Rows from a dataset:

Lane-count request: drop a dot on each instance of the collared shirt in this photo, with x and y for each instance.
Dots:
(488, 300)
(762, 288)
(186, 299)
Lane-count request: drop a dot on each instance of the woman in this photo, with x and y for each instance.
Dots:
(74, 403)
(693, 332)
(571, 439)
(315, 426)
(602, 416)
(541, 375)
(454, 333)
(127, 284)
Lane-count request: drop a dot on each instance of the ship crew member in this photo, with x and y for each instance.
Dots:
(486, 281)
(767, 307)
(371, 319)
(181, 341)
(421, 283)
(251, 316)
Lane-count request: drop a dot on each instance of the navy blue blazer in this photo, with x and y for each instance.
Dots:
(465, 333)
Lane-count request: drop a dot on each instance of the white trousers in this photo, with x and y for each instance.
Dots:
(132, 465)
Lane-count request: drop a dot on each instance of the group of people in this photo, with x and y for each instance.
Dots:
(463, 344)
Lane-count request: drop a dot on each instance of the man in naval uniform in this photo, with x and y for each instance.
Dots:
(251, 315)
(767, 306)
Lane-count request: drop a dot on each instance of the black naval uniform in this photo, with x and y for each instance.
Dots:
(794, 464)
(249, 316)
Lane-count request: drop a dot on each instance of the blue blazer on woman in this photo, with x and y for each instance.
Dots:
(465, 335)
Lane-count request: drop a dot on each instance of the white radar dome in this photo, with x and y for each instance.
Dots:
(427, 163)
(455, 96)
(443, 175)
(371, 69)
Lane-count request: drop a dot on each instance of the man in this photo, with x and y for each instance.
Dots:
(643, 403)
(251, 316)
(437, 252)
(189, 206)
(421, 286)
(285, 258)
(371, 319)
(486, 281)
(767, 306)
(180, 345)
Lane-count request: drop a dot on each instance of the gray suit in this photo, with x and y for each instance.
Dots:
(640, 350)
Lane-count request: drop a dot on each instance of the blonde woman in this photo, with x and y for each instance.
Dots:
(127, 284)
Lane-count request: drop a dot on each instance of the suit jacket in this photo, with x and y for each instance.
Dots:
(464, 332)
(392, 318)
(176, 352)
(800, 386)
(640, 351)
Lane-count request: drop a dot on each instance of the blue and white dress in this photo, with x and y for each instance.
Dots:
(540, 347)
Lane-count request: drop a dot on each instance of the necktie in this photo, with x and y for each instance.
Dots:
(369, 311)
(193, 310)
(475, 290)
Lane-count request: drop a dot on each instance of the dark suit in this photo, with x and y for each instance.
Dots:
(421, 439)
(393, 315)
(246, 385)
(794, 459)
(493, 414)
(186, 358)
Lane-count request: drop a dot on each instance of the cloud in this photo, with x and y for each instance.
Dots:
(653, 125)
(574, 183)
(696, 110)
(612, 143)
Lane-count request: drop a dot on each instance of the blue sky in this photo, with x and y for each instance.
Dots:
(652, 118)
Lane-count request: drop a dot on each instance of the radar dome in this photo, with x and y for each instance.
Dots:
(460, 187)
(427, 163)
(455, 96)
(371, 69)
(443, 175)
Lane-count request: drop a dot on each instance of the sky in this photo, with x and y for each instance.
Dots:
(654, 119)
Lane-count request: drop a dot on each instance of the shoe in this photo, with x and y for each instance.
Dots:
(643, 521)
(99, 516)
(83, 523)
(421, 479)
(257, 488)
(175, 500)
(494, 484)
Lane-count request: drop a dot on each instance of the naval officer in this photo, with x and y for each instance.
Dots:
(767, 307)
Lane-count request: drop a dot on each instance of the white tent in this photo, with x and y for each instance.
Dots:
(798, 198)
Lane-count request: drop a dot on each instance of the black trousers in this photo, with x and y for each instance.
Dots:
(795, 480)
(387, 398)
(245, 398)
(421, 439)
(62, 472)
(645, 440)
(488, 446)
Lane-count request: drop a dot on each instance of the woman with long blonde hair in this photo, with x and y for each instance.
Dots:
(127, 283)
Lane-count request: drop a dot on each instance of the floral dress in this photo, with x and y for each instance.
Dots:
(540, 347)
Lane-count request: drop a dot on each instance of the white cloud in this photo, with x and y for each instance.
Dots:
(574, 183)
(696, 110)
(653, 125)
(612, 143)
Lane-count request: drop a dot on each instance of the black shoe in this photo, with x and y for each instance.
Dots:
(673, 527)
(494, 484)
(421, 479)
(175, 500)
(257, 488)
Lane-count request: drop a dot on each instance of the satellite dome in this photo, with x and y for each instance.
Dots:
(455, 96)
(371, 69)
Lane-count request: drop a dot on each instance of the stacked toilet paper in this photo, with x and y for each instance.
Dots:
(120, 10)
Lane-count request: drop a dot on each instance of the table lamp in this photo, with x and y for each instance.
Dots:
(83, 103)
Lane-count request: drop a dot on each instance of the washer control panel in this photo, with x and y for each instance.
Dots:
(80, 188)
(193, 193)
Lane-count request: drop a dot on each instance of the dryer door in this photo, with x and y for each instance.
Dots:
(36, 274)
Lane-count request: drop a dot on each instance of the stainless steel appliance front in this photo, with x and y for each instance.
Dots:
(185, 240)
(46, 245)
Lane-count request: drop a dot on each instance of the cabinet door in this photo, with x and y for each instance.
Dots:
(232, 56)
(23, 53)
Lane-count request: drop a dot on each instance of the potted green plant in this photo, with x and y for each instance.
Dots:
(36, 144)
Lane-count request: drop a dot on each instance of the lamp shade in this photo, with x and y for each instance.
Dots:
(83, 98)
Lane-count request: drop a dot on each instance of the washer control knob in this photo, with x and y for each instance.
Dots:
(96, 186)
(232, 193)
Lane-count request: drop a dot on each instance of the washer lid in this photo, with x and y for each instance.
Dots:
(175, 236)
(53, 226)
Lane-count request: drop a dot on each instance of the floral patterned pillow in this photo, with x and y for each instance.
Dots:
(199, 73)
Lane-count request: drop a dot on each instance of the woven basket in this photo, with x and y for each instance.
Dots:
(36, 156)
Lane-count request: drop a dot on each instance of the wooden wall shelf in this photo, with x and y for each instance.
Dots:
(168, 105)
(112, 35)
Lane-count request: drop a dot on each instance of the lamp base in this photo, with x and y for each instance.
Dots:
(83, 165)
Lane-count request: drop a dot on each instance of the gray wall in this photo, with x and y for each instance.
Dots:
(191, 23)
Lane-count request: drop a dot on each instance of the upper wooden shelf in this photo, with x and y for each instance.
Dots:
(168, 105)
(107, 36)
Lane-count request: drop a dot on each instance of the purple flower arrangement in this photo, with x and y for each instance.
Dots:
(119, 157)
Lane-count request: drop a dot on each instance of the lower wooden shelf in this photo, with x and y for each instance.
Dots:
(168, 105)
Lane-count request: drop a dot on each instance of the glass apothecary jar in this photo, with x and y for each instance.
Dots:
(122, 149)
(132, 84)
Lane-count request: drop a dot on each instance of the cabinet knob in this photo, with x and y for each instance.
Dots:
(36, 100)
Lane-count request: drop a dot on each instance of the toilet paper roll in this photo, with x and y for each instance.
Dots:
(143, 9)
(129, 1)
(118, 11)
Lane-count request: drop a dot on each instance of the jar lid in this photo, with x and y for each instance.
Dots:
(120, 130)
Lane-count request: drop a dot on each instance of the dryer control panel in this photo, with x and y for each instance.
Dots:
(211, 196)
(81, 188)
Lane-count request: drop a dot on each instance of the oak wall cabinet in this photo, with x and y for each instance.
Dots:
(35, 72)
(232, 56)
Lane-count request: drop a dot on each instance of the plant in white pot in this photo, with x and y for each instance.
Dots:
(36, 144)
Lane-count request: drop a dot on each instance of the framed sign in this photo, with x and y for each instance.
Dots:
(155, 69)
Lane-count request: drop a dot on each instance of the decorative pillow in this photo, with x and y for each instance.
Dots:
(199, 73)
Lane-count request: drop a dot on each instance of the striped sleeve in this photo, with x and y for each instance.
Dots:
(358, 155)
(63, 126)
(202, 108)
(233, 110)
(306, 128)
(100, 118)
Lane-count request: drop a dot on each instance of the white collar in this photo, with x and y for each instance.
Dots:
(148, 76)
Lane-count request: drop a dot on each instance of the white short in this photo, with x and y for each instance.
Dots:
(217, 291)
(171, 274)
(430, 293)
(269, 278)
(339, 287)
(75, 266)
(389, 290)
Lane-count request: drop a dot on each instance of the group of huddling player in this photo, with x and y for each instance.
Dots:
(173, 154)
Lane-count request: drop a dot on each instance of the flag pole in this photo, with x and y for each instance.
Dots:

(What you will do):
Rewrite everything in the listing from the line containing "the dryer control" down to the listing's last line, requests included. Raise every dot coordinate by 111.

(Solution to this problem):
Lane-count request: drop a dot on each instance of the dryer control panel in this photo, with x and y for each instance.
Dots:
(322, 307)
(192, 299)
Lane-count request: drop a dot on each instance of the oak wall cabinet in this photo, with x and y for each instance.
Dots:
(146, 183)
(343, 167)
Lane-count request: drop a dot on each instance of the plant in white pot in this photo, with x and y for each instance.
Dots:
(147, 255)
Lane-count request: drop a dot on each instance of the framed sign in this photo, with x and y for each instance.
Dots:
(266, 180)
Lane-count request: drop a dot on each instance of the decorative pillow in this photo, with x and y for each instance.
Dots:
(310, 184)
Lane-count request: drop a dot on each instance of the striped sleeve in this photo, with x and y for each instance.
Dots:
(469, 266)
(174, 237)
(313, 219)
(344, 221)
(417, 239)
(211, 229)
Lane-count request: drop a dot on each instance of the white collar in this photo, with x and y for each instance.
Dots:
(259, 187)
Lane-count request: drop a dot on each instance of the white short in this photo, with x and y for each instance.
Dots:
(328, 402)
(282, 385)
(541, 404)
(380, 389)
(450, 398)
(186, 377)
(500, 401)
Lane-count request: drop a dot on each instance of the group of huddling player in this photo, with x and y for each instance.
Dots:
(284, 265)
Lane-count request: drop a dot on each instance of the flag pole in this photo, with x and y for each instance.
Dots:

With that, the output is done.